Challenge :: Rewrite the listing from its beginning through the line that contains "[944,578,1045,634]", both ends included, replacing "grassy field" with "green meadow" and leaving everything else unchanged. Leave the pictures out of your answer.

Records shown ::
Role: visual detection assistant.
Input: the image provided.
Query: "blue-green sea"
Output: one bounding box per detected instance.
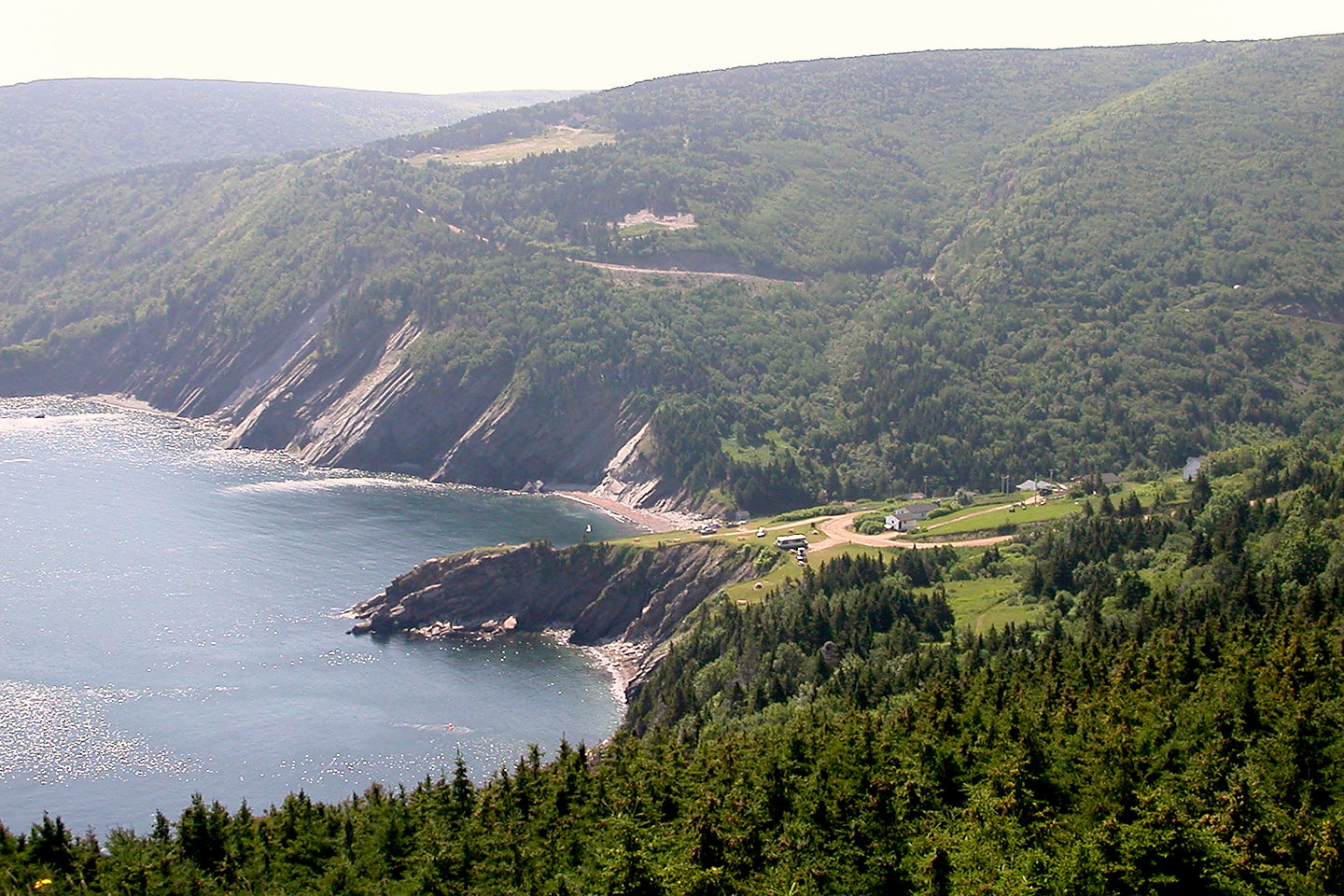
[0,397,629,834]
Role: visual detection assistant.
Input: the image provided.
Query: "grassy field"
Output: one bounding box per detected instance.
[407,128,616,165]
[914,498,1082,541]
[944,578,1045,634]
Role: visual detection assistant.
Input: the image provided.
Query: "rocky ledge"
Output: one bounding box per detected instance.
[347,541,777,691]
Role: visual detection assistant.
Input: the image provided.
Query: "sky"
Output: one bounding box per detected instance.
[0,0,1344,94]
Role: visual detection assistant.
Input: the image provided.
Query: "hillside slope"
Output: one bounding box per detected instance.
[0,77,570,200]
[0,37,1344,509]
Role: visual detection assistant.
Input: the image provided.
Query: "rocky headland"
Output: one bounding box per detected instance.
[347,541,777,693]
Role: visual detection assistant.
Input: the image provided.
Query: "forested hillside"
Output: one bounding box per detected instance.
[0,37,1344,511]
[0,77,568,200]
[0,437,1344,896]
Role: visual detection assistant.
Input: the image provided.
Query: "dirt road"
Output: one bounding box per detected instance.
[706,504,1014,551]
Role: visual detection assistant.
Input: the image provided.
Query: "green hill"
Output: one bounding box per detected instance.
[0,77,568,200]
[0,37,1344,509]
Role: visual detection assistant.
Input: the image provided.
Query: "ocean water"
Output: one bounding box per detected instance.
[0,398,629,834]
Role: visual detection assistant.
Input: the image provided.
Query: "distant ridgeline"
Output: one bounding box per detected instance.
[0,437,1344,896]
[0,36,1344,511]
[0,77,572,200]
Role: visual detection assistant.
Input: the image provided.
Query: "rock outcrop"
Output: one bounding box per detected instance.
[348,541,776,689]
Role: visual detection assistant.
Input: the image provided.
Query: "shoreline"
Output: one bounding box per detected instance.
[541,629,644,713]
[556,490,691,533]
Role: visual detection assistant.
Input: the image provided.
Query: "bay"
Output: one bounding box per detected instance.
[0,397,629,833]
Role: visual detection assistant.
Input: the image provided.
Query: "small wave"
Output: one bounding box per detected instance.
[0,681,192,785]
[0,413,125,432]
[392,721,471,735]
[219,476,414,495]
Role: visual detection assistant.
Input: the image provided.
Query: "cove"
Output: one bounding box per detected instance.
[0,397,629,833]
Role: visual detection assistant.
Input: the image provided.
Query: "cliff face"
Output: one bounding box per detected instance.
[349,541,774,681]
[0,297,669,505]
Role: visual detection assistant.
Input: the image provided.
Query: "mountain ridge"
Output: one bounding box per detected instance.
[0,36,1344,509]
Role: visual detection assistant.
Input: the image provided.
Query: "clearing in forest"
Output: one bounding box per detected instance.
[407,125,616,165]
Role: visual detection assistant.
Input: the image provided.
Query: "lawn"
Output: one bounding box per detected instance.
[407,128,616,165]
[914,498,1082,541]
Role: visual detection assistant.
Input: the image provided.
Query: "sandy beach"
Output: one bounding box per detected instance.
[551,492,694,532]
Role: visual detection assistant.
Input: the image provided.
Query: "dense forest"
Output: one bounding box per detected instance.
[0,438,1344,895]
[0,37,1344,509]
[0,77,570,200]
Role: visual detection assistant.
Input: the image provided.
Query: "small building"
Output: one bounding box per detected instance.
[883,511,920,532]
[899,504,938,520]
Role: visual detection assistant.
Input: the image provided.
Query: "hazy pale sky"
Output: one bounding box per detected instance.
[0,0,1344,94]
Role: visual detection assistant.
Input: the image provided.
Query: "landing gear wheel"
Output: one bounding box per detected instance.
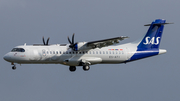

Written solution ::
Role: visual detection assistant.
Input: the image provided.
Query: "blue-green sea"
Output: one bounding box per detected instance.
[0,397,629,834]
Role: visual detection assistant.
Input: the image provided.
Query: "green meadow"
Output: one bounding box per detected instance.
[407,128,616,165]
[914,498,1082,541]
[944,578,1045,634]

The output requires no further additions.